• Exercise brief: Put each line of the entries below into a Markdown table with a "Number" column for the row number and a "Content" column for the line. Skip blank lines and leave the pictures out.
::: Entries provided :::
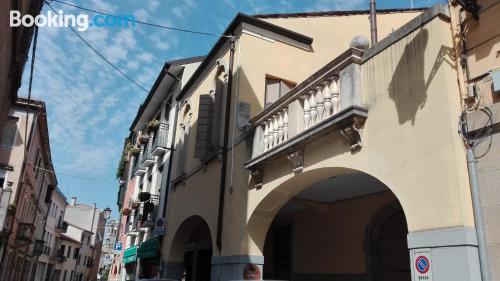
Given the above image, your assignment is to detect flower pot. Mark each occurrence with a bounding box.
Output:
[137,192,151,202]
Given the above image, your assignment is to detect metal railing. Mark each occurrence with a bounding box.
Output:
[152,123,169,156]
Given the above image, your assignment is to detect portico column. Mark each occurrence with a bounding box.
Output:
[408,227,481,281]
[210,255,264,281]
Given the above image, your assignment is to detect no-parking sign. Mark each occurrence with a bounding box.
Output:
[411,249,432,281]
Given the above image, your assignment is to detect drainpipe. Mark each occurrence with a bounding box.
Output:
[216,36,236,252]
[160,70,182,276]
[467,146,491,281]
[370,0,378,46]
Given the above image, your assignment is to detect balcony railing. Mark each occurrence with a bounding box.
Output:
[141,137,155,169]
[16,223,35,242]
[33,237,45,256]
[245,48,367,184]
[152,123,168,156]
[133,192,160,230]
[134,145,146,176]
[55,221,68,233]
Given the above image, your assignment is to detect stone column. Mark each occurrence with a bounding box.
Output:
[211,255,264,281]
[408,227,481,281]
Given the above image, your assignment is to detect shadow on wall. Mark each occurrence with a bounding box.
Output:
[388,29,453,125]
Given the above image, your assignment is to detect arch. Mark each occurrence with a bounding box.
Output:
[168,215,212,262]
[364,201,411,281]
[242,167,404,255]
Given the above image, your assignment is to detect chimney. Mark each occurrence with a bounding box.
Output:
[370,0,378,46]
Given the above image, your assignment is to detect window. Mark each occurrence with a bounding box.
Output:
[265,77,295,107]
[0,169,7,188]
[0,117,18,147]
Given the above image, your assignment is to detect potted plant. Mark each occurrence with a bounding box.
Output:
[132,201,139,209]
[146,119,160,129]
[139,135,149,144]
[126,143,141,155]
[7,204,17,214]
[137,191,151,202]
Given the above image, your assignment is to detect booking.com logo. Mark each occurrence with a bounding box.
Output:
[10,10,135,31]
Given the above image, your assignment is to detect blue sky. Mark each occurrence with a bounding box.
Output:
[19,0,443,217]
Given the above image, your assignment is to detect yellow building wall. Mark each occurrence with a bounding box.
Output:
[241,15,474,255]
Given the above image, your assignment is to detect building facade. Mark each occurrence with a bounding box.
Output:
[35,187,67,281]
[64,197,106,281]
[450,0,500,280]
[136,5,492,281]
[0,0,44,138]
[0,98,57,280]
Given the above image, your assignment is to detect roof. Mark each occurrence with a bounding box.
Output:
[177,13,313,100]
[129,56,205,131]
[254,7,428,19]
[16,97,57,187]
[61,233,82,244]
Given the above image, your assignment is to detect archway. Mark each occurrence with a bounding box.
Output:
[248,169,411,281]
[167,216,212,281]
[365,201,411,281]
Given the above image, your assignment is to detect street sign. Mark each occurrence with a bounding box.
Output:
[155,217,165,236]
[113,241,123,255]
[411,249,432,281]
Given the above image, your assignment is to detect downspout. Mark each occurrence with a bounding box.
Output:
[370,0,378,46]
[160,70,182,276]
[467,148,491,281]
[216,36,236,250]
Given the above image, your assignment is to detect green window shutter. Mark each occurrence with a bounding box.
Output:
[194,94,214,158]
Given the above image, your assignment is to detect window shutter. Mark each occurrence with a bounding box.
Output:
[194,94,214,158]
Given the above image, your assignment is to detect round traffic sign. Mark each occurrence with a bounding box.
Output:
[415,256,431,274]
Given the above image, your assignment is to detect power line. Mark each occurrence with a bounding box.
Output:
[33,166,116,183]
[46,2,149,93]
[45,0,232,38]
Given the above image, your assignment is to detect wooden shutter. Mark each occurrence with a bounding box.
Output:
[194,94,214,158]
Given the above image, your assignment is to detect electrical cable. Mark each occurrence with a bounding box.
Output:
[33,166,116,183]
[45,0,232,38]
[24,26,38,150]
[45,0,149,93]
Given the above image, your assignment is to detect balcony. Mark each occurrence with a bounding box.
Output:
[134,146,146,176]
[16,223,35,243]
[245,48,368,187]
[133,192,160,231]
[33,237,45,256]
[152,123,168,156]
[55,221,68,233]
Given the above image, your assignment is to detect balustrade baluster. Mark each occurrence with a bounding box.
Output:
[323,80,332,118]
[309,90,318,125]
[316,86,325,122]
[302,95,311,129]
[330,79,340,114]
[278,112,283,143]
[264,121,269,151]
[273,115,278,146]
[283,108,288,141]
[267,118,274,148]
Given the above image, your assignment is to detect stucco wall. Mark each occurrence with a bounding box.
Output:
[242,15,473,254]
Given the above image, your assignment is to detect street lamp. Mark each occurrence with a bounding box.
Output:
[103,207,111,220]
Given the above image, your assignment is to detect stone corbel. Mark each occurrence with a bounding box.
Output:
[340,117,365,151]
[287,149,304,173]
[251,167,264,189]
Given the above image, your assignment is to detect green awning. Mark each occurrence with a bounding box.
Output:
[137,236,160,259]
[123,246,137,264]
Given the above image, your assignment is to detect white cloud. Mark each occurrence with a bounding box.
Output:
[134,9,151,21]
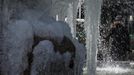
:::
• Worked answer:
| Number | Content |
|---|---|
| 1 | Given the above image, your assignment is to detect flower pot. Mark each occurrence with a bounding box. |
| 2 | Output: |
| 3 | [137,192,151,202] |
| 4 | Given the above image, your assignment is to detect metal railing. Mark each occurrence with a bounding box. |
| 5 | Output: |
| 6 | [152,123,169,156] |
| 7 | Given the above image, your assignment is to detect portico column. Mark each occurrence with a bounding box. |
| 8 | Output: |
| 9 | [408,227,481,281] |
| 10 | [210,255,264,281] |
| 11 | Given the above image, your assignment is to detect no-parking sign. Mark each occurrence with a bounding box. |
| 12 | Output: |
| 13 | [411,249,432,281] |
| 14 | Given the above image, your assignment is to detect drainpipe. Mark each occurrence with a bounding box. |
| 15 | Output: |
| 16 | [216,36,236,252] |
| 17 | [160,70,182,276] |
| 18 | [467,146,491,281] |
| 19 | [370,0,378,46] |
| 20 | Given the above image, your assignment is to detect balcony railing. Mark each occurrence with a bounding box. |
| 21 | Output: |
| 22 | [141,137,155,169] |
| 23 | [16,223,35,242] |
| 24 | [33,237,45,256] |
| 25 | [245,48,367,184] |
| 26 | [152,123,168,156] |
| 27 | [133,192,160,230] |
| 28 | [134,145,146,176] |
| 29 | [55,221,68,233] |
| 30 | Given the above image, your assignment is to detect stone column. Mark each occurrence with a bounding box. |
| 31 | Output: |
| 32 | [211,255,264,281] |
| 33 | [408,227,481,281] |
| 34 | Given the above image, your assignment is to detect shadow on wall. Mark each occurrence with a bounding box. |
| 35 | Output: |
| 36 | [388,29,453,125] |
| 37 | Given the above image, your assignment is to detect arch. Mark each occurrence with a bounding box. |
| 38 | Output: |
| 39 | [168,215,212,262] |
| 40 | [364,201,411,281] |
| 41 | [242,167,404,255] |
| 42 | Given the above image, your assignment is to detect chimney. Mark each occurrence with a bounding box. |
| 43 | Output: |
| 44 | [370,0,378,46] |
| 45 | Given the above image, your assignment is to detect window. Mark each occurrence with a bounding box. |
| 46 | Output: |
| 47 | [265,77,295,107] |
| 48 | [0,169,7,188] |
| 49 | [0,117,18,147] |
| 50 | Given the above image, your assignment is to detect potted plant. Mark each occurrence with a bounding box. |
| 51 | Output: |
| 52 | [132,201,139,209] |
| 53 | [146,119,160,129] |
| 54 | [139,135,149,144] |
| 55 | [126,143,141,155] |
| 56 | [7,204,17,214] |
| 57 | [137,191,151,202] |
| 58 | Given the above image, your assignment is to detect booking.com logo. Mark each occurrence with a bounding box. |
| 59 | Output: |
| 60 | [10,10,135,31] |
| 61 | Given the above image, your assignment is to detect blue sky. Mark each occurrence with a bounding box. |
| 62 | Output: |
| 63 | [19,0,443,217] |
| 64 | Given the above image, your assignment is to detect yellow building wall. Mark each occurrence with a bounding box. |
| 65 | Output: |
| 66 | [241,15,474,255] |
| 67 | Given the above image, your assignment is to detect building facade. Mark each occurrence with a bounding box. |
| 68 | Output: |
| 69 | [35,187,67,281] |
| 70 | [64,197,106,281] |
| 71 | [450,0,500,280] |
| 72 | [136,5,492,281] |
| 73 | [0,0,44,138] |
| 74 | [0,98,57,280] |
| 75 | Given the above image, your assignment is to detect roof. Mark each occurrence with a bounding box. |
| 76 | Output: |
| 77 | [177,13,313,100] |
| 78 | [129,56,205,131] |
| 79 | [254,7,428,19] |
| 80 | [16,97,57,187] |
| 81 | [61,233,82,244] |
| 82 | Given the above image, your assignment is to detect archway. Mark each occurrence with a bounding box. |
| 83 | Output: |
| 84 | [248,169,411,281] |
| 85 | [167,216,212,281] |
| 86 | [365,201,411,281] |
| 87 | Given the above image, your assignment is to detect street sign. Mark each occurrence with a bounding box. |
| 88 | Output: |
| 89 | [155,217,165,236] |
| 90 | [113,241,123,255] |
| 91 | [411,249,432,281] |
| 92 | Given the above image, your assignment is to detect downspout. Mark each occurrence with a bounding box. |
| 93 | Output: |
| 94 | [370,0,378,46] |
| 95 | [160,70,182,276] |
| 96 | [467,148,491,281] |
| 97 | [216,36,236,250] |
| 98 | Given the above image, your assignment is to detect green window shutter. Mark each occurrence with a bounding box. |
| 99 | Output: |
| 100 | [194,94,214,158] |
| 101 | Given the above image, your assignment is to detect window shutter. Mark each occurrence with a bounding box. |
| 102 | Output: |
| 103 | [194,94,214,158] |
| 104 | Given the above image, your assignment is to detect round traffic sign. Mark each occurrence with a bounding box. |
| 105 | Output: |
| 106 | [415,256,431,274] |
| 107 | Given the above image, your assignment is to detect power line. Mark each occurrence with a bounding box. |
| 108 | Output: |
| 109 | [33,166,116,183] |
| 110 | [46,2,149,93] |
| 111 | [45,0,232,38] |
| 112 | Given the above image, your assignment is to detect wooden shutter. Mark each occurrence with a bounding box. |
| 113 | Output: |
| 114 | [194,94,214,158] |
| 115 | Given the above image, your assignment is to detect electrical cable. Mark each occurrence with a bounding box. |
| 116 | Output: |
| 117 | [33,166,116,183] |
| 118 | [45,0,232,38] |
| 119 | [24,26,38,150] |
| 120 | [45,0,149,93] |
| 121 | Given the above image, your assignment is to detect balcony. Mark each occurrence with a bounding box. |
| 122 | Output: |
| 123 | [134,146,146,176] |
| 124 | [16,223,35,243] |
| 125 | [245,48,368,187] |
| 126 | [133,192,160,231] |
| 127 | [33,237,45,256] |
| 128 | [152,123,168,156] |
| 129 | [55,221,68,233] |
| 130 | Given the above image, your assignment is to detect balustrade baluster. Mark each occurrence with a bounding box. |
| 131 | Output: |
| 132 | [323,80,332,118] |
| 133 | [309,90,318,125] |
| 134 | [316,86,325,122] |
| 135 | [302,95,311,129] |
| 136 | [330,79,340,114] |
| 137 | [278,112,283,143] |
| 138 | [264,121,269,151] |
| 139 | [273,115,278,146] |
| 140 | [283,108,288,141] |
| 141 | [267,118,274,148] |
| 142 | Given the above image, your assignment is to detect stucco wall. Mark each occurrence with a bounding box. |
| 143 | Output: |
| 144 | [242,15,473,254] |
| 145 | Given the above image, your assignment is to detect street lamp. Mark each occurrence with a bounding box. |
| 146 | Output: |
| 147 | [103,207,111,220] |
| 148 | Given the above image, your assignment is to detect stone corbel. Mark each occurrence with a bounding box. |
| 149 | Output: |
| 150 | [340,117,365,151] |
| 151 | [287,149,304,173] |
| 152 | [251,167,264,189] |
| 153 | Given the above image, your assignment is to detect green awning. Mark each occurrence with a bounding box. |
| 154 | Output: |
| 155 | [137,236,160,259] |
| 156 | [123,246,137,264] |
| 157 | Given the above image, your assignment is to detect white cloud. Mark each occurrence with a bounding box. |
| 158 | Output: |
| 159 | [134,9,151,21] |